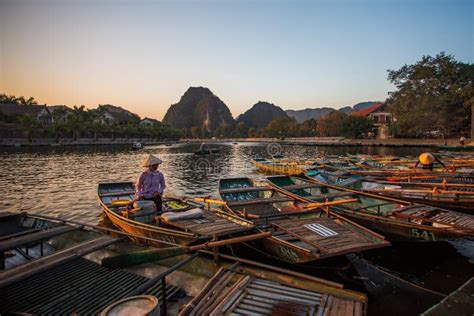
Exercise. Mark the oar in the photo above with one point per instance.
(152, 255)
(209, 201)
(316, 205)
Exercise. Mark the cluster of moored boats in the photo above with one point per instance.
(300, 213)
(310, 210)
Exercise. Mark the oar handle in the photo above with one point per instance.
(211, 201)
(230, 241)
(315, 205)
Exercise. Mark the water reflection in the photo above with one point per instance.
(63, 181)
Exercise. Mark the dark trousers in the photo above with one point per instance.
(158, 203)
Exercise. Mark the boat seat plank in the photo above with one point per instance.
(117, 193)
(212, 224)
(260, 201)
(36, 237)
(324, 197)
(300, 186)
(346, 239)
(44, 263)
(245, 189)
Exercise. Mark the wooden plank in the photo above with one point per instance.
(245, 189)
(117, 193)
(260, 201)
(36, 237)
(42, 264)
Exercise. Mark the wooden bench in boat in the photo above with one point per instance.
(208, 225)
(118, 193)
(325, 235)
(44, 263)
(260, 201)
(324, 197)
(245, 189)
(300, 186)
(232, 293)
(36, 236)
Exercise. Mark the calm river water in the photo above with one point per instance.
(63, 182)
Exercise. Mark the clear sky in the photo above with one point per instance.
(143, 55)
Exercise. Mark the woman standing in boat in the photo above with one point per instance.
(151, 182)
(427, 161)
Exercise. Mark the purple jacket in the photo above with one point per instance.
(149, 183)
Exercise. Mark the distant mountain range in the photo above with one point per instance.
(261, 114)
(200, 107)
(317, 113)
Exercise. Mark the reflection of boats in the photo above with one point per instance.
(455, 148)
(299, 234)
(395, 219)
(115, 199)
(204, 149)
(280, 167)
(137, 146)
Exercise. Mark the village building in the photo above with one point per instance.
(380, 118)
(149, 122)
(60, 113)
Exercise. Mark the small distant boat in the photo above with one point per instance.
(280, 167)
(137, 146)
(299, 235)
(204, 149)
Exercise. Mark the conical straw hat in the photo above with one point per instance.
(151, 160)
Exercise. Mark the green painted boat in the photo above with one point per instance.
(299, 234)
(395, 219)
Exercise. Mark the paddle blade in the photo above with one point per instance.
(134, 258)
(122, 202)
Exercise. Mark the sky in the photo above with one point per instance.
(143, 55)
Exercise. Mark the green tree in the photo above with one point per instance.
(28, 125)
(434, 93)
(242, 130)
(11, 99)
(331, 125)
(58, 129)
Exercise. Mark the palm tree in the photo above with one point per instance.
(29, 125)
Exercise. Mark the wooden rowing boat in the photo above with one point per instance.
(459, 198)
(395, 219)
(247, 288)
(278, 166)
(183, 232)
(298, 235)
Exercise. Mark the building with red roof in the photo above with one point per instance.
(378, 114)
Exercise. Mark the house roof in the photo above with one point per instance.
(151, 120)
(367, 111)
(118, 114)
(54, 108)
(16, 109)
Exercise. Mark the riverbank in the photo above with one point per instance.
(303, 141)
(340, 141)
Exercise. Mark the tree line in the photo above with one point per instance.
(79, 122)
(334, 124)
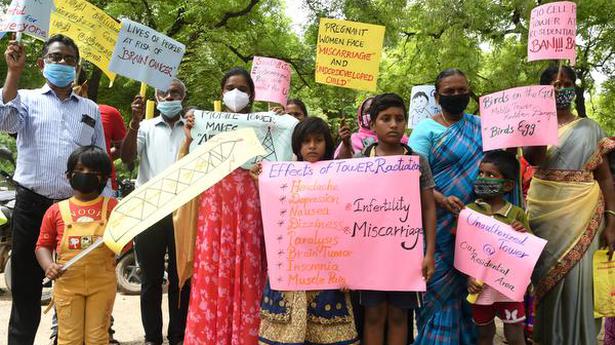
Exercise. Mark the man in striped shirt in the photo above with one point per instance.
(50, 123)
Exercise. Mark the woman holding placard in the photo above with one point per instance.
(229, 256)
(452, 143)
(570, 201)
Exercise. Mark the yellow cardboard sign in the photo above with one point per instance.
(91, 28)
(348, 54)
(180, 183)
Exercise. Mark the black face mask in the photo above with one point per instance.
(86, 183)
(455, 104)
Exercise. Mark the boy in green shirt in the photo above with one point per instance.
(497, 175)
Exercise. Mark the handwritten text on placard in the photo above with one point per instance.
(553, 29)
(523, 116)
(325, 230)
(91, 28)
(145, 55)
(493, 252)
(274, 131)
(348, 54)
(271, 79)
(28, 16)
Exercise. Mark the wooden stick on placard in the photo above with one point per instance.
(218, 106)
(473, 297)
(143, 90)
(79, 66)
(149, 109)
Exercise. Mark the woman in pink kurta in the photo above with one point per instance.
(229, 260)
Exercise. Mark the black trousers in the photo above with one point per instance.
(26, 274)
(151, 246)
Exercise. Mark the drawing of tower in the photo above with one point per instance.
(269, 146)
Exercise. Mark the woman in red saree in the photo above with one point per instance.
(229, 266)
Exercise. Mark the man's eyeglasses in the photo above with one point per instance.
##############################
_What you should do_. Can you express every line of the records above as a Markdown table with the columns "Row" and "Record line", numbering the rows, skipping blank lines, and leaving the pictures out?

_Output of the exercise_.
| Row | Record line |
|---|---|
| 1 | Exercise. Mark the oar in the photo above with one point per instance. |
| 2 | (152, 255) |
| 3 | (209, 201) |
| 4 | (316, 205) |
| 5 | Exercise. Mark the cluster of moored boats in the photo above with one point per instance. |
| 6 | (300, 213) |
| 7 | (310, 210) |
| 8 | Exercise. Mark the oar handle in the photo above with one point per instance. |
| 9 | (211, 201) |
| 10 | (230, 241) |
| 11 | (315, 205) |
| 12 | Exercise. Mark the water reflection in the photo above with one point per instance. |
| 13 | (63, 181) |
| 14 | Exercise. Mark the dark trousers in the photo above with one point per instance. |
| 15 | (158, 203) |
| 16 | Exercise. Mark the boat seat plank in the photo above with one point per instance. |
| 17 | (117, 193) |
| 18 | (212, 224) |
| 19 | (260, 201) |
| 20 | (36, 237) |
| 21 | (324, 197) |
| 22 | (300, 186) |
| 23 | (346, 239) |
| 24 | (44, 263) |
| 25 | (245, 189) |
| 26 | Exercise. Mark the wooden plank in the photo above with one point per instance. |
| 27 | (245, 189) |
| 28 | (117, 193) |
| 29 | (260, 201) |
| 30 | (36, 237) |
| 31 | (42, 264) |
| 32 | Exercise. Mark the wooden bench in boat in the photo above with one point per instance. |
| 33 | (208, 225) |
| 34 | (118, 193) |
| 35 | (325, 235) |
| 36 | (44, 263) |
| 37 | (260, 201) |
| 38 | (324, 197) |
| 39 | (245, 189) |
| 40 | (300, 186) |
| 41 | (232, 293) |
| 42 | (36, 236) |
| 43 | Exercise. Mark the calm river water in the photo above with one point per instance. |
| 44 | (63, 182) |
| 45 | Exercise. Mark the clear sky in the photo above with one point per instance. |
| 46 | (143, 55) |
| 47 | Exercise. Mark the woman standing in boat in the photo above with one point per instance. |
| 48 | (151, 182) |
| 49 | (427, 161) |
| 50 | Exercise. Mark the purple jacket in the photo above with one point per instance. |
| 51 | (149, 183) |
| 52 | Exercise. Mark the distant mountain range in the photo above with one point per instance. |
| 53 | (261, 114) |
| 54 | (200, 107) |
| 55 | (317, 113) |
| 56 | Exercise. Mark the reflection of boats in the photo above with one point per instance. |
| 57 | (455, 148) |
| 58 | (299, 234) |
| 59 | (395, 219) |
| 60 | (115, 199) |
| 61 | (204, 149) |
| 62 | (280, 167) |
| 63 | (137, 146) |
| 64 | Exercise. Mark the village building in the photo above with one point per instance. |
| 65 | (380, 118) |
| 66 | (149, 122) |
| 67 | (60, 113) |
| 68 | Exercise. Mark the small distant boat in the photo above with one point per instance. |
| 69 | (280, 167) |
| 70 | (137, 146) |
| 71 | (299, 235) |
| 72 | (204, 149) |
| 73 | Exercise. Mark the conical straw hat in the photo above with one point per instance. |
| 74 | (151, 160) |
| 75 | Exercise. Mark the green painted boat in the photo above with one point per instance. |
| 76 | (299, 234) |
| 77 | (395, 219) |
| 78 | Exercise. Mark the paddle blade in the photo above with one point per instance. |
| 79 | (134, 258) |
| 80 | (122, 202) |
| 81 | Exercise. Mark the sky in the photo above with one point per instance. |
| 82 | (143, 55) |
| 83 | Exercise. Mark the green tree in the photo above with one point per instance. |
| 84 | (28, 125) |
| 85 | (434, 93) |
| 86 | (242, 130) |
| 87 | (11, 99) |
| 88 | (331, 125) |
| 89 | (58, 129) |
| 90 | Exercise. Mark the palm tree in the photo above with one point per instance. |
| 91 | (29, 125) |
| 92 | Exercise. Mark the wooden rowing boat in the photo above with one point per instance. |
| 93 | (459, 198) |
| 94 | (395, 219) |
| 95 | (247, 288) |
| 96 | (278, 166) |
| 97 | (183, 232) |
| 98 | (298, 235) |
| 99 | Exercise. Mark the building with red roof in the photo above with one point per instance. |
| 100 | (378, 114) |
| 101 | Exercise. Mark the house roof in the photo above with one point per instance. |
| 102 | (151, 120) |
| 103 | (367, 111) |
| 104 | (118, 114) |
| 105 | (54, 108) |
| 106 | (16, 109) |
| 107 | Exercise. Mark the riverbank in the photo above with one point per instance. |
| 108 | (303, 141) |
| 109 | (340, 141) |
| 110 | Exercise. Mark the tree line in the photo above with one point per instance. |
| 111 | (79, 122) |
| 112 | (334, 124) |
| 113 | Exercise. Mark the man in striped shirt in the photo above with one point per instance. |
| 114 | (50, 123) |
| 115 | Exercise. Mark the woman holding placard in the photo above with one point per instance. |
| 116 | (229, 256) |
| 117 | (452, 143) |
| 118 | (570, 201) |
| 119 | Exercise. Mark the yellow cardboard sign in the photo above with one point per instance. |
| 120 | (91, 28) |
| 121 | (348, 54) |
| 122 | (180, 183) |
| 123 | Exercise. Mark the black face mask in the photo above with one point per instance. |
| 124 | (86, 183) |
| 125 | (455, 104) |
| 126 | Exercise. Mark the boy in green shirt in the photo above with one point per instance. |
| 127 | (497, 175) |
| 128 | Exercise. Mark the handwritten text on placard in the photo above with one point per instance. |
| 129 | (553, 29) |
| 130 | (523, 116) |
| 131 | (325, 230) |
| 132 | (91, 28) |
| 133 | (145, 55) |
| 134 | (493, 252) |
| 135 | (274, 131) |
| 136 | (348, 54) |
| 137 | (271, 79) |
| 138 | (28, 16) |
| 139 | Exercise. Mark the wooden stick on placard in the photo above with one point per instance. |
| 140 | (218, 106) |
| 141 | (473, 297) |
| 142 | (143, 90) |
| 143 | (79, 66) |
| 144 | (149, 109) |
| 145 | Exercise. Mark the woman in pink kurta in the photo above with one point per instance. |
| 146 | (229, 260) |
| 147 | Exercise. Mark the black trousers in the photo above with one point per instance. |
| 148 | (26, 274) |
| 149 | (151, 246) |
| 150 | Exercise. Mark the drawing of tower in the photo above with one point per instance. |
| 151 | (269, 146) |
| 152 | Exercise. Mark the woman in red saree in the photo above with one point per instance. |
| 153 | (229, 266) |
| 154 | Exercise. Mark the man's eyeglasses in the photo above with one point per instance. |